_DATA FOR ANALYSIS_.
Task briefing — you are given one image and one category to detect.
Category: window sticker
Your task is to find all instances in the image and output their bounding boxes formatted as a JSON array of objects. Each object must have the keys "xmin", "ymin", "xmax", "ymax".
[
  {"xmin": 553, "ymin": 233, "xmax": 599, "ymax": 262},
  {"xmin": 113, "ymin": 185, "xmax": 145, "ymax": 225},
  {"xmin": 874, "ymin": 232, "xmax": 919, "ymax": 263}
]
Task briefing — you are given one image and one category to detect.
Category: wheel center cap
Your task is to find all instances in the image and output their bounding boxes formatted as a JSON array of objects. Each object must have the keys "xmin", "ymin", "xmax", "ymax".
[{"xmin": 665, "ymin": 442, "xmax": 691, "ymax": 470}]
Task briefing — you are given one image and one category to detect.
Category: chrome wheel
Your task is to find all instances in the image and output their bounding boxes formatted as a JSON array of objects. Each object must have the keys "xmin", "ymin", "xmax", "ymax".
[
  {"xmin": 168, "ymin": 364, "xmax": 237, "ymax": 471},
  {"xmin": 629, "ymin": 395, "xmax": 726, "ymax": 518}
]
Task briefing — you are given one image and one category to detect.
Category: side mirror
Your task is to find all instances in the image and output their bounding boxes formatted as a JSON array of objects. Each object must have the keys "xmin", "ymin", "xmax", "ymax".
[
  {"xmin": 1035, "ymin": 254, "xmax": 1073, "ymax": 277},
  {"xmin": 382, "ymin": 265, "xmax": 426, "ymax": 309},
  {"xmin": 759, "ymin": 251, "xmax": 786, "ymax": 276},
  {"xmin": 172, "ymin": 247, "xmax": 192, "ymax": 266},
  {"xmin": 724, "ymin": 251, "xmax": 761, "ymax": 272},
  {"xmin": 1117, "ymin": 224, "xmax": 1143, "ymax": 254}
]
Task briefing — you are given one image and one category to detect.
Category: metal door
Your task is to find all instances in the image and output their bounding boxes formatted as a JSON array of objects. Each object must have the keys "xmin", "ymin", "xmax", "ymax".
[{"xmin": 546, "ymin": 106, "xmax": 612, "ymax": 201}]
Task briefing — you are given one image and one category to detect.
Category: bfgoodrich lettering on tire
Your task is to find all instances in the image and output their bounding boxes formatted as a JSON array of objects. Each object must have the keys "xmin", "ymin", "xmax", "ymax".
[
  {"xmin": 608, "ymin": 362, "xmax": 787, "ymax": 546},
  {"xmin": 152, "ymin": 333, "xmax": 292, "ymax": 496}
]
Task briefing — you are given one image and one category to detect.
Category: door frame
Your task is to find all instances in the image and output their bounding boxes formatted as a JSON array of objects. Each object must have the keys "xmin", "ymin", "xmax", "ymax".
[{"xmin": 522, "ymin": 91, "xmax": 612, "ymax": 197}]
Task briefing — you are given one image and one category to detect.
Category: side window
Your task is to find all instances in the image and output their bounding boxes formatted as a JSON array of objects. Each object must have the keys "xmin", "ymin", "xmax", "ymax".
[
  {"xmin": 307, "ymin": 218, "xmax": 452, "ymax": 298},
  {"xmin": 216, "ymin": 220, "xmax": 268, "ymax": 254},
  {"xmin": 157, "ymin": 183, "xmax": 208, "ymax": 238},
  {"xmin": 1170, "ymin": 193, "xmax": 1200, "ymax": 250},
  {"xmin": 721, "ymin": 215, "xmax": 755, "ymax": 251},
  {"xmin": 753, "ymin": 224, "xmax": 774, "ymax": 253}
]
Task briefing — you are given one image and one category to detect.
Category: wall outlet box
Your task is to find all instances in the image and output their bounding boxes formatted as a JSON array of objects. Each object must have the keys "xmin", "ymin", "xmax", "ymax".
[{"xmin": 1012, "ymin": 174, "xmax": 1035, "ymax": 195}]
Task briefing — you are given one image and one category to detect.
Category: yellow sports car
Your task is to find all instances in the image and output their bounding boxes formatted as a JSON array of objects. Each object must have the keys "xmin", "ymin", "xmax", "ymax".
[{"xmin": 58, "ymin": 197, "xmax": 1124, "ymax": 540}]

_WHAT TO PRODUCE_.
When you output the entries, keep every line exactly as it appears above.

_OUTPUT BELOW_.
Task briefing — you are given one image and one category to detect.
Category: window sticker
Your task is to find all instances in the image and output their bounding boxes formatted as a JSON array of objects. Each object must have the keys "xmin", "ymin", "xmax", "ymax".
[
  {"xmin": 553, "ymin": 233, "xmax": 599, "ymax": 262},
  {"xmin": 113, "ymin": 185, "xmax": 145, "ymax": 225},
  {"xmin": 874, "ymin": 232, "xmax": 919, "ymax": 263}
]
Task briefing — you are given one image and one category to detect.
Category: wheel center cap
Your task is to find all instances in the image and output their bounding boxes formatted as a JSON array of objects. Each object must have the keys "xmin", "ymin", "xmax", "ymax".
[{"xmin": 665, "ymin": 442, "xmax": 691, "ymax": 470}]
Task briefing — you are given one image and one category to detect.
Category: chrome wheel
Your task is to find all instances in the image and output their bounding boxes formatted as a JSON array of objects. Each object must have the keys "xmin", "ymin", "xmax", "ymax".
[
  {"xmin": 168, "ymin": 364, "xmax": 237, "ymax": 471},
  {"xmin": 629, "ymin": 395, "xmax": 726, "ymax": 518}
]
Task briefing — you are given one image and one category to detect.
Category: side mirror
Your task is to find all instances in the image and output their bounding boxes formatted as a JSON array of objects. Each object must have the keys "xmin", "ymin", "xmax", "ymax".
[
  {"xmin": 1035, "ymin": 254, "xmax": 1073, "ymax": 277},
  {"xmin": 382, "ymin": 265, "xmax": 426, "ymax": 309},
  {"xmin": 759, "ymin": 251, "xmax": 786, "ymax": 276},
  {"xmin": 172, "ymin": 247, "xmax": 192, "ymax": 266},
  {"xmin": 724, "ymin": 251, "xmax": 761, "ymax": 272},
  {"xmin": 1117, "ymin": 224, "xmax": 1143, "ymax": 254}
]
Task briefing — you are given one image and one category to detect.
Category: metal door
Your task is to find all instances in the image and output their bounding boxes formatted as a JSON array of objects. Each object must have the keys "xmin", "ymin", "xmax", "ymax".
[{"xmin": 546, "ymin": 106, "xmax": 612, "ymax": 201}]
Task briefing — you are given one image and one category to detect.
Category: bfgoodrich lettering on tire
Your task is to find all instances in the image and output their bounding boxes formatted as a JSON array of objects. Each object must have the keys "xmin", "ymin", "xmax", "ymax".
[
  {"xmin": 608, "ymin": 362, "xmax": 787, "ymax": 546},
  {"xmin": 152, "ymin": 333, "xmax": 292, "ymax": 496}
]
Task briefing — you are given one image and one category to detect.
Category: door frame
Your task is to find all instances in the image and output their bounding boxes formatted as a JSON array of objects. Each object must have the keys "xmin", "ymin", "xmax", "ymax".
[{"xmin": 522, "ymin": 91, "xmax": 612, "ymax": 197}]
Task briefing — you are given one image and one category to detect.
Category: side window
Your task is to find all instances in the image and output their bounding boxes formatted as a JSON array of objects. Each object must have the keys "xmin", "ymin", "xmax", "ymax".
[
  {"xmin": 307, "ymin": 218, "xmax": 452, "ymax": 298},
  {"xmin": 216, "ymin": 220, "xmax": 268, "ymax": 254},
  {"xmin": 157, "ymin": 183, "xmax": 208, "ymax": 238},
  {"xmin": 1170, "ymin": 193, "xmax": 1200, "ymax": 250},
  {"xmin": 721, "ymin": 215, "xmax": 755, "ymax": 251},
  {"xmin": 753, "ymin": 224, "xmax": 774, "ymax": 253}
]
Task briefing — you are given one image and one category to detect.
Category: wall outlet box
Your task is to find all instances in the image and output their bounding boxes formatted as a JSON array of objects. Each object must have the keys "xmin", "ymin", "xmax", "ymax".
[{"xmin": 1012, "ymin": 174, "xmax": 1035, "ymax": 195}]
Task briefing — you are given one image and one category to detect.
Category: yellow sports car
Your task is to find all instances in the image and output their bounding boxes formatted as a JSON array of objects. Each object must have the keys "xmin", "ymin", "xmax", "ymax".
[{"xmin": 58, "ymin": 197, "xmax": 1124, "ymax": 540}]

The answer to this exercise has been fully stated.